> _MATERIAL SHOWN_
◇ ◇ ◇ ◇ ◇ ◇ ◇

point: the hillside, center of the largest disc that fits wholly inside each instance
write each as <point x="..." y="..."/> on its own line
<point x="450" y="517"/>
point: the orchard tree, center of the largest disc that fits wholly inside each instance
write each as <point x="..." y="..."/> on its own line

◇ ◇ ◇ ◇ ◇ ◇ ◇

> _INSTRUCTIONS FOR THE TASK_
Having read the records, return each one exactly.

> _SOLUTION_
point: the hillside, center of the largest disc that fits wholly inside each instance
write each as <point x="..." y="..."/> on its own line
<point x="450" y="517"/>
point: the orchard tree, center of the largest disc that fits wholly inside each instance
write each as <point x="..." y="..."/> on its own line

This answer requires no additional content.